Coordinate annotation entries
+ + + + +

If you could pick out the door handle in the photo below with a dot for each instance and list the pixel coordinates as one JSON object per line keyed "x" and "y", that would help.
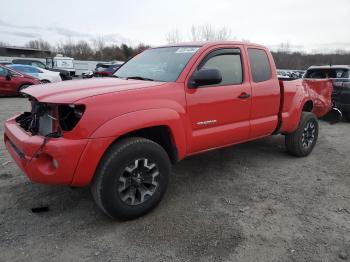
{"x": 244, "y": 95}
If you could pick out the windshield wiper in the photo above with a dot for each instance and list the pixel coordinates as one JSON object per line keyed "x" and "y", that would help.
{"x": 139, "y": 78}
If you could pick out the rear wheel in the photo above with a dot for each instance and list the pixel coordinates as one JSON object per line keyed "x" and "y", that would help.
{"x": 131, "y": 178}
{"x": 302, "y": 141}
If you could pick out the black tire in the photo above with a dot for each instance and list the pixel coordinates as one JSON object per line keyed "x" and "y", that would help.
{"x": 115, "y": 177}
{"x": 303, "y": 140}
{"x": 21, "y": 88}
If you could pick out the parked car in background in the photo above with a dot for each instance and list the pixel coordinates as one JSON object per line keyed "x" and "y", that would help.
{"x": 12, "y": 82}
{"x": 60, "y": 62}
{"x": 340, "y": 75}
{"x": 281, "y": 74}
{"x": 65, "y": 75}
{"x": 5, "y": 63}
{"x": 105, "y": 69}
{"x": 45, "y": 76}
{"x": 87, "y": 74}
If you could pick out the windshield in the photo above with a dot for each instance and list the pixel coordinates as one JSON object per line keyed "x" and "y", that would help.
{"x": 159, "y": 64}
{"x": 64, "y": 63}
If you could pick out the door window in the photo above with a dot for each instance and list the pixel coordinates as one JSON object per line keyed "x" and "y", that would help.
{"x": 229, "y": 65}
{"x": 260, "y": 65}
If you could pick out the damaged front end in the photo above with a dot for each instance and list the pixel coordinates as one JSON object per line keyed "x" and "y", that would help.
{"x": 50, "y": 120}
{"x": 42, "y": 141}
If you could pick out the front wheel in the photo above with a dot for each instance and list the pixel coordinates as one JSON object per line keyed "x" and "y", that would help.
{"x": 131, "y": 178}
{"x": 21, "y": 88}
{"x": 303, "y": 140}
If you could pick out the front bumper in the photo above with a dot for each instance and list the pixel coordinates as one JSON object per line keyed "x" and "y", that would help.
{"x": 55, "y": 163}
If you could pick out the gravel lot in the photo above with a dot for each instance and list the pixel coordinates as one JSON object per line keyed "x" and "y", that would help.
{"x": 250, "y": 202}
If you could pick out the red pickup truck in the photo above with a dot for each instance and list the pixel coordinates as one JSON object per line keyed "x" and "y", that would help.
{"x": 120, "y": 135}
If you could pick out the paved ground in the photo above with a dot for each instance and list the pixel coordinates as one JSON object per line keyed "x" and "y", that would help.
{"x": 251, "y": 202}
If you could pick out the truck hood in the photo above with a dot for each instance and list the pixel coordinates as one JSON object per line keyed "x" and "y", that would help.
{"x": 74, "y": 90}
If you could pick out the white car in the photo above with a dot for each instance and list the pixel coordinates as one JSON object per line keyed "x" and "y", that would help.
{"x": 45, "y": 76}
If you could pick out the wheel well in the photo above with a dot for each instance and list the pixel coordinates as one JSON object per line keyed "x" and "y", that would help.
{"x": 161, "y": 135}
{"x": 308, "y": 106}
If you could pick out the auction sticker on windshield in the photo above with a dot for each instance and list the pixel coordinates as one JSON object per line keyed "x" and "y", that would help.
{"x": 187, "y": 50}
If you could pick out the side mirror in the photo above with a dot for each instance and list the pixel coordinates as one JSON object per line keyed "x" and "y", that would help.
{"x": 8, "y": 76}
{"x": 205, "y": 77}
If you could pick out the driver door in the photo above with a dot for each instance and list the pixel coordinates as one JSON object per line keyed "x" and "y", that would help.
{"x": 219, "y": 114}
{"x": 6, "y": 85}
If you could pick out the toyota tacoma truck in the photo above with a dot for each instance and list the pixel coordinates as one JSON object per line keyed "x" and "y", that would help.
{"x": 121, "y": 135}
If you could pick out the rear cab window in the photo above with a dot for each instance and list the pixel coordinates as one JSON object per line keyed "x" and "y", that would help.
{"x": 323, "y": 73}
{"x": 228, "y": 62}
{"x": 259, "y": 64}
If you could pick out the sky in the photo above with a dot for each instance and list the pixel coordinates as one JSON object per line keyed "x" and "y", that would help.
{"x": 306, "y": 25}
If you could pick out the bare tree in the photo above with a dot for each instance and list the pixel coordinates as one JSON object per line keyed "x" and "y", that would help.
{"x": 195, "y": 34}
{"x": 174, "y": 36}
{"x": 223, "y": 33}
{"x": 39, "y": 44}
{"x": 99, "y": 45}
{"x": 284, "y": 47}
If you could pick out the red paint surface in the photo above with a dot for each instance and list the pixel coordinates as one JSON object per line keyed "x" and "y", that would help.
{"x": 115, "y": 107}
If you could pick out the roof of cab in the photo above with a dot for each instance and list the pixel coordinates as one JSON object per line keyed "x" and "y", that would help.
{"x": 212, "y": 43}
{"x": 329, "y": 66}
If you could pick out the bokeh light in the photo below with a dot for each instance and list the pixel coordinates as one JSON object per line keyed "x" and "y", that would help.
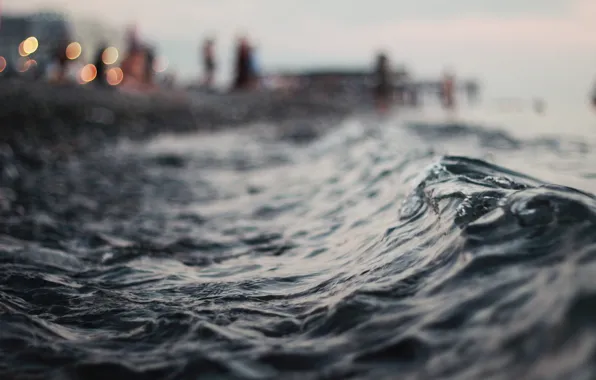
{"x": 22, "y": 52}
{"x": 30, "y": 45}
{"x": 115, "y": 76}
{"x": 110, "y": 55}
{"x": 88, "y": 73}
{"x": 161, "y": 64}
{"x": 73, "y": 50}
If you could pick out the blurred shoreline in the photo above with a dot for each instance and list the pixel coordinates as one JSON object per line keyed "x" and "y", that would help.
{"x": 72, "y": 118}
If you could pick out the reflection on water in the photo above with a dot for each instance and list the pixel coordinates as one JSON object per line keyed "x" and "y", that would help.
{"x": 384, "y": 247}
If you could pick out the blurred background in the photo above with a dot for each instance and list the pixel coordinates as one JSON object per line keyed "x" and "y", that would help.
{"x": 534, "y": 48}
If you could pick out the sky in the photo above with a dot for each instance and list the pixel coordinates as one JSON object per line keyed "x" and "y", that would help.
{"x": 516, "y": 48}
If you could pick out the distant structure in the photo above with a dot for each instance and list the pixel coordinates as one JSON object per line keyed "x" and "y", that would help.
{"x": 52, "y": 30}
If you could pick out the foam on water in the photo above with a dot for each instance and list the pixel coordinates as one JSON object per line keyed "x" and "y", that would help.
{"x": 384, "y": 248}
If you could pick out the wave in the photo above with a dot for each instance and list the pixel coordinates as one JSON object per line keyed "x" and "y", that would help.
{"x": 365, "y": 254}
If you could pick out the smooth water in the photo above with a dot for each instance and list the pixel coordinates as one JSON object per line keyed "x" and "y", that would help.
{"x": 384, "y": 249}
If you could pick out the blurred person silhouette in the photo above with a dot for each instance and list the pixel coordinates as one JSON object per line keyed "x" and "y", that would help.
{"x": 242, "y": 66}
{"x": 149, "y": 75}
{"x": 61, "y": 59}
{"x": 383, "y": 86}
{"x": 208, "y": 55}
{"x": 447, "y": 92}
{"x": 101, "y": 78}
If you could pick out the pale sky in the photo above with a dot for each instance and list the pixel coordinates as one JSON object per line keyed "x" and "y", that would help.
{"x": 519, "y": 48}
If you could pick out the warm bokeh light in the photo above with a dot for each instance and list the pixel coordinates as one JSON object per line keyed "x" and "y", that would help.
{"x": 22, "y": 52}
{"x": 30, "y": 45}
{"x": 161, "y": 64}
{"x": 110, "y": 55}
{"x": 115, "y": 76}
{"x": 73, "y": 50}
{"x": 88, "y": 73}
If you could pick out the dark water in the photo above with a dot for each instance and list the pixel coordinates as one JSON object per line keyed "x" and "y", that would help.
{"x": 380, "y": 250}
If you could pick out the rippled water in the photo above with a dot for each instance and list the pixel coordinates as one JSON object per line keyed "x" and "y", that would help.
{"x": 382, "y": 250}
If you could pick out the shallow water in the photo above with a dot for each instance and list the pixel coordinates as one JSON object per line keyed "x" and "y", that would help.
{"x": 384, "y": 249}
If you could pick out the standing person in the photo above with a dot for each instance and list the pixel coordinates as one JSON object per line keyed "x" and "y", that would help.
{"x": 149, "y": 77}
{"x": 448, "y": 90}
{"x": 209, "y": 62}
{"x": 101, "y": 78}
{"x": 62, "y": 60}
{"x": 242, "y": 79}
{"x": 383, "y": 83}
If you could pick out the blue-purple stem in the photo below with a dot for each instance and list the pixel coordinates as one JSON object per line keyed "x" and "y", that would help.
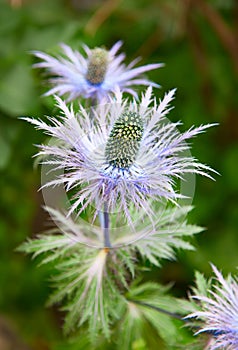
{"x": 106, "y": 233}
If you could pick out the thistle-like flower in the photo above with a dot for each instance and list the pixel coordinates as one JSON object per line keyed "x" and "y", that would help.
{"x": 93, "y": 76}
{"x": 218, "y": 312}
{"x": 126, "y": 157}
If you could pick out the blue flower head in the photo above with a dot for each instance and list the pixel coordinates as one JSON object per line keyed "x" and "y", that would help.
{"x": 126, "y": 156}
{"x": 94, "y": 76}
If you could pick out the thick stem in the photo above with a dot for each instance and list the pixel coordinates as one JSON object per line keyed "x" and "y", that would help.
{"x": 179, "y": 317}
{"x": 106, "y": 233}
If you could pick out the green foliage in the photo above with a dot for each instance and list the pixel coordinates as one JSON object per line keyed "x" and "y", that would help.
{"x": 198, "y": 61}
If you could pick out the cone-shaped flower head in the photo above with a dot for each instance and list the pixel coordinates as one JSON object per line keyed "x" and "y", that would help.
{"x": 93, "y": 76}
{"x": 126, "y": 156}
{"x": 219, "y": 313}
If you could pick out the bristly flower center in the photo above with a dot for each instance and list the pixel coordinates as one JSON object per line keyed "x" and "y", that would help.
{"x": 97, "y": 66}
{"x": 124, "y": 140}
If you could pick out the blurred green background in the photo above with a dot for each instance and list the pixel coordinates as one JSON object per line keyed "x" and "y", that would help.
{"x": 198, "y": 42}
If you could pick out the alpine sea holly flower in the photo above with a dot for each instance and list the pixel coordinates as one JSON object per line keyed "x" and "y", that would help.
{"x": 218, "y": 313}
{"x": 127, "y": 156}
{"x": 93, "y": 76}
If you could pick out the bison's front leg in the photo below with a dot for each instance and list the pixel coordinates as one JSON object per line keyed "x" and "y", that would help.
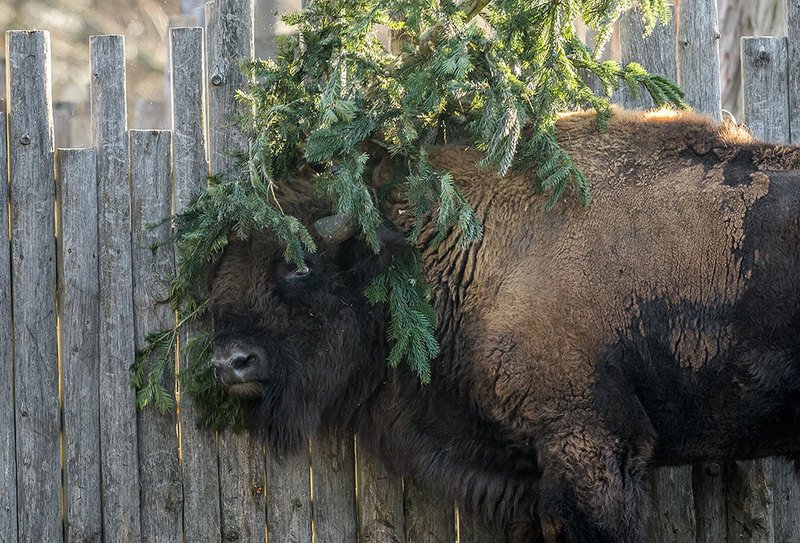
{"x": 593, "y": 489}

+ + + + +

Reproduce precisely the lines of the listing above, from the line containing "If you could pick out the blurred green" to the last line, both ends included. Pictures are to be omitted.

If you could pick out the blurred green background in the photo above with a dot for each instance and list the pixel coordinates as one JSON object per line keyed "x" and "y", that would help.
{"x": 198, "y": 42}
If you could pick out the alpine sea holly flower in the photo above with a dot for each instance and list the pixel coordinates as one JSON object per line keyed "x" and "y", that would help.
{"x": 218, "y": 313}
{"x": 127, "y": 156}
{"x": 93, "y": 76}
If you could pick out the bison's front leg in the photo below with a dot for each instance and list the pixel coordinates as one JSON object per line keyed "x" and "y", that would help.
{"x": 593, "y": 489}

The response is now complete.